* DOCUMENT SECTION
The U.S. Coast Guard suspended its search Monday for Jennifer Ellis Seitz, a Florida journalist, after combing more than 4,200 square miles off the coast of the popular resort area of Cancun, where the ship had just visited. Mexican authorities said they would continue their search for another 48 hours.
Seitz had “previous emotional issues,” yet there were no outward signs of distress while on the seven-night cruise from Miami, her family said in a statement given to one of her former employers, The News Chief in Winter Haven. Seitz’s mother joined her daughter and son-in-law on the cruise.
“Jennifer was in a very happy and uplifted mood both before and during the cruise,” the Ellis family said in the statement. “She was excited about starting a new job and her future career with a local newspaper. She and her husband had been talking about starting their family. The family suspects that Jennifer chose an unfortunate ending to her life. She was a beautiful and caring person and will be truly missed by all who love her.”

* DIRECTIONS
Continue the news report about the search for Jennifer Ellis Seitz, starting after its final sentence.

* INFORMATION
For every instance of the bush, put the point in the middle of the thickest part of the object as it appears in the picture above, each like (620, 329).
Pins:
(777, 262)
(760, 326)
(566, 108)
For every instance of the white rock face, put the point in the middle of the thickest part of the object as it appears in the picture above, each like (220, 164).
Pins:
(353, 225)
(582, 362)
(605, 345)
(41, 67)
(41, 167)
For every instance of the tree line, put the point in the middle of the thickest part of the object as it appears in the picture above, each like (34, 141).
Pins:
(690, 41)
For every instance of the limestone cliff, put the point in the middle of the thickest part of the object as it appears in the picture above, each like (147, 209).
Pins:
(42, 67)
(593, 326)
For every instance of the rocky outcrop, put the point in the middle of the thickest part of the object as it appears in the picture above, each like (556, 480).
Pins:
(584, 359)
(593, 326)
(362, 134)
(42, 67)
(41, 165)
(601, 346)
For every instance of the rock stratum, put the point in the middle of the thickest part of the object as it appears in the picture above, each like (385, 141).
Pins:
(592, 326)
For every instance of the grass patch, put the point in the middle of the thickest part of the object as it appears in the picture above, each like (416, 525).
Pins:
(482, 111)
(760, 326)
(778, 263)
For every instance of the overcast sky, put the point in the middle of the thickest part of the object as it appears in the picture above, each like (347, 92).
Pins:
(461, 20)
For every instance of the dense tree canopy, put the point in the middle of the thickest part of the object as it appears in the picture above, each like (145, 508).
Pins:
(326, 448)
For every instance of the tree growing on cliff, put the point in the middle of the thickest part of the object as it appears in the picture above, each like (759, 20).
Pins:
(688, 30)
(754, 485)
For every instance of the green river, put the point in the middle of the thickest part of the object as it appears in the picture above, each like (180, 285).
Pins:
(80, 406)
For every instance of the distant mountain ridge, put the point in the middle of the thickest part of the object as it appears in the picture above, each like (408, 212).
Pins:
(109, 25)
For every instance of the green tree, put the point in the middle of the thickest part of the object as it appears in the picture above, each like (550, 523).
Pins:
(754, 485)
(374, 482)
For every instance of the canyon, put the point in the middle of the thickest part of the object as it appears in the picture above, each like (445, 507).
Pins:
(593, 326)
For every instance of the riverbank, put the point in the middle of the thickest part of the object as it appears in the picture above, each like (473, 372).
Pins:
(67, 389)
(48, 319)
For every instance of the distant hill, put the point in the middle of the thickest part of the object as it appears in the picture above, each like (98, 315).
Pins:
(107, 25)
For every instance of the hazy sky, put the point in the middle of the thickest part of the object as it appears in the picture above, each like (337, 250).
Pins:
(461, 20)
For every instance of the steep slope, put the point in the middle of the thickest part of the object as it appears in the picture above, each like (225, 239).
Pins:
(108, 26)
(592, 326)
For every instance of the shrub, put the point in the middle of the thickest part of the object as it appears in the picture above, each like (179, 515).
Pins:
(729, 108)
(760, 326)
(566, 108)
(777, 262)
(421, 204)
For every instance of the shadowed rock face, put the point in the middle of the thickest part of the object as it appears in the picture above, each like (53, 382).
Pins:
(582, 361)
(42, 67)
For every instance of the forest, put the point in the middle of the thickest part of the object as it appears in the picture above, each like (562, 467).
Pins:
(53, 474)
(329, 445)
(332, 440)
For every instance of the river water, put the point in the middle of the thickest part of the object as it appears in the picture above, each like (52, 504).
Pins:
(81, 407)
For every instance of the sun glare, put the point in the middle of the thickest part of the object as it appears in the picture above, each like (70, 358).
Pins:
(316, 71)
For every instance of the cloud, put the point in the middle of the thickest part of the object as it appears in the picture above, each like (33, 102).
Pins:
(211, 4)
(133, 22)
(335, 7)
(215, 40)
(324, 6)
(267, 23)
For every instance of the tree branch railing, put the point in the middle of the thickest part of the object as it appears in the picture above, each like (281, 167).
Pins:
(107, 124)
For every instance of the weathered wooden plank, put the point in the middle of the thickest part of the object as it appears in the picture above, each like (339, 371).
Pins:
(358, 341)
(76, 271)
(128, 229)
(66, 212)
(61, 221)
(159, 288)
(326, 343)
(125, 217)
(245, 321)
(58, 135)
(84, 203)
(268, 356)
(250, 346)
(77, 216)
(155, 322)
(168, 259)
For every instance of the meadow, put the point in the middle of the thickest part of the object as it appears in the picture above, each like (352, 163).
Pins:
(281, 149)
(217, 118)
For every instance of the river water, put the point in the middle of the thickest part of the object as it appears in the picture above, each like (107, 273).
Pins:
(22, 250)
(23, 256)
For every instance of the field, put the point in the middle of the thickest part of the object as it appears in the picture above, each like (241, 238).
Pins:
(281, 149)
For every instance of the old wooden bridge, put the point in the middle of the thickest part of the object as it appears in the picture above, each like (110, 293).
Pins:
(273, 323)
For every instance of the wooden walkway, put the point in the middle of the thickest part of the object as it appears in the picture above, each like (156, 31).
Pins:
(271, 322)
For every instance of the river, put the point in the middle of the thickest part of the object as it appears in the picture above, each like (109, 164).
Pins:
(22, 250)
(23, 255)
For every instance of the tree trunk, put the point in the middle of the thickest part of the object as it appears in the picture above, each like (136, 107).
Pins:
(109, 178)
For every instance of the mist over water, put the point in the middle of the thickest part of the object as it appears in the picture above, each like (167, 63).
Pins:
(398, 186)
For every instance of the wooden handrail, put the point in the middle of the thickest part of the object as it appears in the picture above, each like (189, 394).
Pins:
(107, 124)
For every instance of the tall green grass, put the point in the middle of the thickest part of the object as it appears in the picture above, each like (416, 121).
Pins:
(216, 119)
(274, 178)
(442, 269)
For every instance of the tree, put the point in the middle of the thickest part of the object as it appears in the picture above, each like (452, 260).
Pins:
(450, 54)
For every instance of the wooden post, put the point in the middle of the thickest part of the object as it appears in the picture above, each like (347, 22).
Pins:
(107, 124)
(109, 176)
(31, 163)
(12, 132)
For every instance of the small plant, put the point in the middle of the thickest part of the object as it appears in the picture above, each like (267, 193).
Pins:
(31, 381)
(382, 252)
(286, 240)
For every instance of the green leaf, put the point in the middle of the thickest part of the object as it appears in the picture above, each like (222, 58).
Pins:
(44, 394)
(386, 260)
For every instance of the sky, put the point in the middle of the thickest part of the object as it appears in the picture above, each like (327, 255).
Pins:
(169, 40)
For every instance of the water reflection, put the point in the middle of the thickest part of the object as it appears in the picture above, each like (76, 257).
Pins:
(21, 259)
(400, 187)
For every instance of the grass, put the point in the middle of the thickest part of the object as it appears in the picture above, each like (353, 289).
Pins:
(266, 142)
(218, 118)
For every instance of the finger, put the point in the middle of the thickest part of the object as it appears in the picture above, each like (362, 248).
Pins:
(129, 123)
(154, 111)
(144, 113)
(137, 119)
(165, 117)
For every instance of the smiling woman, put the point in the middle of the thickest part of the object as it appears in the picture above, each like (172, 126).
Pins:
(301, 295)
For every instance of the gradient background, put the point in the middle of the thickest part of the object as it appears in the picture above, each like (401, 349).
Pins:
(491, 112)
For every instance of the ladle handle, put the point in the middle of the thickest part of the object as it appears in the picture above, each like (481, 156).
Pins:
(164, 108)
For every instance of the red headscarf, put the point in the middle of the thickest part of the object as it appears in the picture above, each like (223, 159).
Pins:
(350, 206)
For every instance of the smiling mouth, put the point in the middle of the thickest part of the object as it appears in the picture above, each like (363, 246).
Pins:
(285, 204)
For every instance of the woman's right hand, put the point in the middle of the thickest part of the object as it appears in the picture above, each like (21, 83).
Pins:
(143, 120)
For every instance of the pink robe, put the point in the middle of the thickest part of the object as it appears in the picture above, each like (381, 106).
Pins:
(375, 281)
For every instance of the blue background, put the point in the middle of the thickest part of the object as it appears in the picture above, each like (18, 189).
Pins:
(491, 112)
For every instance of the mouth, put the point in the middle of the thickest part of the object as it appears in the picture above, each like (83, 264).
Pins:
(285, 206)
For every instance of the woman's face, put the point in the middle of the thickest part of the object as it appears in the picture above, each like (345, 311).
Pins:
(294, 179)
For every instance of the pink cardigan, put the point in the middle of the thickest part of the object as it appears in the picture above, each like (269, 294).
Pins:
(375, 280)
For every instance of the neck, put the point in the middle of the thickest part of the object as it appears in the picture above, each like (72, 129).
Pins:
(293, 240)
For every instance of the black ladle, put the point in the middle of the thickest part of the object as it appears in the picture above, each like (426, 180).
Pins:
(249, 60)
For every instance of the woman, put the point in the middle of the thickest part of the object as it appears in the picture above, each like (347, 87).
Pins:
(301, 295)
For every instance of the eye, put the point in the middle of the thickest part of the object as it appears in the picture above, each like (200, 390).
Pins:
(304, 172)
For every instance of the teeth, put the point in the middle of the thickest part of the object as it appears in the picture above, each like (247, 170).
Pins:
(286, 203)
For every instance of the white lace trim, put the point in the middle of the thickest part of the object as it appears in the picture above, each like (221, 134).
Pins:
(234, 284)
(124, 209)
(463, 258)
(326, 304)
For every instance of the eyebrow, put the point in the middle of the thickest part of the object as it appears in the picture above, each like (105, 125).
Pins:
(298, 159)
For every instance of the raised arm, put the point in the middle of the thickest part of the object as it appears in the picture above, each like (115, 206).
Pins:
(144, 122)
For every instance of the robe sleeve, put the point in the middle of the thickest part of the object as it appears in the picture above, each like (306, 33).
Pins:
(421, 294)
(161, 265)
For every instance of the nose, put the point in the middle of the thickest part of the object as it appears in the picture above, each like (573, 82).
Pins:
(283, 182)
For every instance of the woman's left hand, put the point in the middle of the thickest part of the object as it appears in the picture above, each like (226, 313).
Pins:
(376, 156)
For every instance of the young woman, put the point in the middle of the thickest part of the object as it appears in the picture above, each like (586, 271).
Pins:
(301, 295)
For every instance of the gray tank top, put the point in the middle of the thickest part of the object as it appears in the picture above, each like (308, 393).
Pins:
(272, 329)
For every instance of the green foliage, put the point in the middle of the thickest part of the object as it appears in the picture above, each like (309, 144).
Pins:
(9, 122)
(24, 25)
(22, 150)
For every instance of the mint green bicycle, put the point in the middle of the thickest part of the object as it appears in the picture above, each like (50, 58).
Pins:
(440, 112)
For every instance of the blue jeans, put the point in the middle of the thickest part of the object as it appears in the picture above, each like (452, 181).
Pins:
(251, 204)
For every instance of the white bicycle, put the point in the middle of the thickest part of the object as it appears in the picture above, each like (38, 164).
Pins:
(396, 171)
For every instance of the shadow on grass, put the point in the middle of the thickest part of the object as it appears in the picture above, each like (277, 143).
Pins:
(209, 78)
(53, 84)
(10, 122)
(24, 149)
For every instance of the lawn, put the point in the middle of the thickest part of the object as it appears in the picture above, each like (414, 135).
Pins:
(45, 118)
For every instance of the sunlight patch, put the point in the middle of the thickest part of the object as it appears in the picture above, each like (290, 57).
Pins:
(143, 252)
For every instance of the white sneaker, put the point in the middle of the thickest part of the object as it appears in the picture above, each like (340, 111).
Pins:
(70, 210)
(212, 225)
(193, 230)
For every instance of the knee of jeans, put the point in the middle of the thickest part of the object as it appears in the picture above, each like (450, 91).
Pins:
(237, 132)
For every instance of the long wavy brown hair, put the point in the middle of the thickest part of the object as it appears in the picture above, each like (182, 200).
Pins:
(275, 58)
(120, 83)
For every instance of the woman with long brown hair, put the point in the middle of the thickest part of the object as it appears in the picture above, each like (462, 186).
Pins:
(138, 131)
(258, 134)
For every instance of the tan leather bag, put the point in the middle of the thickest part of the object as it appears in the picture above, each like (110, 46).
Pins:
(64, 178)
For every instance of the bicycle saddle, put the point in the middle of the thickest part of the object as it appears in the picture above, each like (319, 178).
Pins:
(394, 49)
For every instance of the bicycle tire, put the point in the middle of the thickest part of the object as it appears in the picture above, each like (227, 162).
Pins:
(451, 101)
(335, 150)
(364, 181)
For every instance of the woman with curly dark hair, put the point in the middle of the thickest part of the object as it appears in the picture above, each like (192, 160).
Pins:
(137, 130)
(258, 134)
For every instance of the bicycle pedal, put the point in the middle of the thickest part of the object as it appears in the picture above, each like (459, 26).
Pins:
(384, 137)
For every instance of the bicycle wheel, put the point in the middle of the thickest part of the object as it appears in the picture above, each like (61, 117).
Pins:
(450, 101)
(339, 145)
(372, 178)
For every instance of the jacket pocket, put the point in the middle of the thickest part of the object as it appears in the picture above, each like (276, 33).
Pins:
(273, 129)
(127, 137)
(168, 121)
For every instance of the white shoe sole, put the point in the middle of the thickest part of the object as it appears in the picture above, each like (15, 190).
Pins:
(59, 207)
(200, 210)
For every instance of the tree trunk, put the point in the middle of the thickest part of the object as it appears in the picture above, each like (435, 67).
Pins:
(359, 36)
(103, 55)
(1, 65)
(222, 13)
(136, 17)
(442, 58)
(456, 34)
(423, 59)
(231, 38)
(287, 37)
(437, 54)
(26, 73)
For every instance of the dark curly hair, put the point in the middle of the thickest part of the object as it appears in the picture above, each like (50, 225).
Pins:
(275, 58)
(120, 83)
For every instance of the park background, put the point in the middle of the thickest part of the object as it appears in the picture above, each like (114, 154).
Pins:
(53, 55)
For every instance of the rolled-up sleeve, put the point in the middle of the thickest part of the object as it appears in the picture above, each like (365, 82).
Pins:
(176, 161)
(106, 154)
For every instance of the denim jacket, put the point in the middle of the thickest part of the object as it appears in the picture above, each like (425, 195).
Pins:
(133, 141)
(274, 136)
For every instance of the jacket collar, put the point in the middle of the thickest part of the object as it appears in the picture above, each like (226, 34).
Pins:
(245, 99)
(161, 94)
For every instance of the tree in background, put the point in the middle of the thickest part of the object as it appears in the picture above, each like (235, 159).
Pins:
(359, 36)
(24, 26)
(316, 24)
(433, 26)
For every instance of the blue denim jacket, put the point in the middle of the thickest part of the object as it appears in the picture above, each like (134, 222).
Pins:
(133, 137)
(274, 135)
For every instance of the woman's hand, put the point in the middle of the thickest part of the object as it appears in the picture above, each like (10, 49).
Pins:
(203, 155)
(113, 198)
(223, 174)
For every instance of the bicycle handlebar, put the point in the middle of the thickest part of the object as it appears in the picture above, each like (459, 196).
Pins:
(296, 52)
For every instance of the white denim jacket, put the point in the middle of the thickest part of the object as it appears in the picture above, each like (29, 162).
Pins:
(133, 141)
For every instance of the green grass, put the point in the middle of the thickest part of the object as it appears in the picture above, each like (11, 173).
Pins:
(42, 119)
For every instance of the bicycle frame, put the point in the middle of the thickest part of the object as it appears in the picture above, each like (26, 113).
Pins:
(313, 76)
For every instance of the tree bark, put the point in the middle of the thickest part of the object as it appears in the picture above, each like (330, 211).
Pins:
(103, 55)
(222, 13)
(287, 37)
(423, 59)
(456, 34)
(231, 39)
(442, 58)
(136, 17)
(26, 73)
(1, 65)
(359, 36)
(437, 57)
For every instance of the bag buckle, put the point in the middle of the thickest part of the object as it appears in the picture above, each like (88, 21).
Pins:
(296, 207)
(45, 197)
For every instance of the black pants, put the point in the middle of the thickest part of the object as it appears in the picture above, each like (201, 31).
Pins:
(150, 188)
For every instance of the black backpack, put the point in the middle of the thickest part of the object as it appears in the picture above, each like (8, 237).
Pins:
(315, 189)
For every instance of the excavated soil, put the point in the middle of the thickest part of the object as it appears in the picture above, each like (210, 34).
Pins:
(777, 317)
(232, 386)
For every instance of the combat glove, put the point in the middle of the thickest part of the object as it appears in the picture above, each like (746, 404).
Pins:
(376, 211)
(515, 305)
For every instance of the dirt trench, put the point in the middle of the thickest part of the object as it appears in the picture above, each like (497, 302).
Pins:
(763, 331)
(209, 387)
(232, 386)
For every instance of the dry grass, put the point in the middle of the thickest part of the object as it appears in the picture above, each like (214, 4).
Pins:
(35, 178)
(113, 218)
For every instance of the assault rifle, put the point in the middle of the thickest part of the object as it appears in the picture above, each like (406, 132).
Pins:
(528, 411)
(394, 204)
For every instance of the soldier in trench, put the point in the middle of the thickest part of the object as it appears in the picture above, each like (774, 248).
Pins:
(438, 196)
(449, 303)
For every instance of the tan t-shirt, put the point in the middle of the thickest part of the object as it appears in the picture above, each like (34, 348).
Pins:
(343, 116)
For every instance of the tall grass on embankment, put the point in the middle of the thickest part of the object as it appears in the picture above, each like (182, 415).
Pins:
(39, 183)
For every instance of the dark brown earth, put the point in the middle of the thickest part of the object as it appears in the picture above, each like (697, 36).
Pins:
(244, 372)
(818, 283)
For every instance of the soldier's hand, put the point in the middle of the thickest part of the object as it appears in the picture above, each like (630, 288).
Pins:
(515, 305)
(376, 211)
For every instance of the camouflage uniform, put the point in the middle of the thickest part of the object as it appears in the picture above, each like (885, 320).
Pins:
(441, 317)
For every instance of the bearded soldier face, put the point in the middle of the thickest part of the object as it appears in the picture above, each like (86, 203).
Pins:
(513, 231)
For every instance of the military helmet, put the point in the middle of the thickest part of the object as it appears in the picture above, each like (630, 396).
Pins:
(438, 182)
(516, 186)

* EXERCISE RESPONSE
Seitz and her husband, Raymond, were celebrating their one-year anniversary on the Norwegian Pearl cruise ship.
A surveillance camera showed someone falling overboard at 8 p.m. Christmas night, authorities said. About eight hours later, Raymond Seitz reported his wife missing.
FBI spokesman Mike Leverock says agents met the ship at the dock in Miami on Sunday, collected materials and “are still trying to determine if a crime occurred.”
Norwegian Cruise Line said it is “cooperating fully” with the FBI.
“Our thoughts and prayers are with the family and friends of the guest during this difficult time,” the company said in a news release.
Raymond Seitz has not been charged with any crime, authorities said Monday.
The couple met in a weight loss support group; both had undergone bariatric surgery. She chronicled her weight loss journey for an Orlando TV station.
She was also a freelance writer, having written articles for The Tampa Tribune, The Ledger in Lakeland, and an online article titled, “Battling the Bulge Onboard,” about how not to gain weight while aboard a ship.
On her Web site, Seitz described herself as an “avid traveler and an amateur chef.” She was previously a reporter for Florida Today, a newspaper in Melbourne.
Raymond Seitz was arrested in April on a charge of domestic violence-battery after being accused of head-butting his wife. The charge was dropped after he entered a pretrial diversion program. Records show that she asked the prosecutor not to pursue the case.
A fellow passenger on the ship, Jim Nestor, told NBC’s Today show that Seitz and her new husband stood out on the ship with “large and raw personalities.”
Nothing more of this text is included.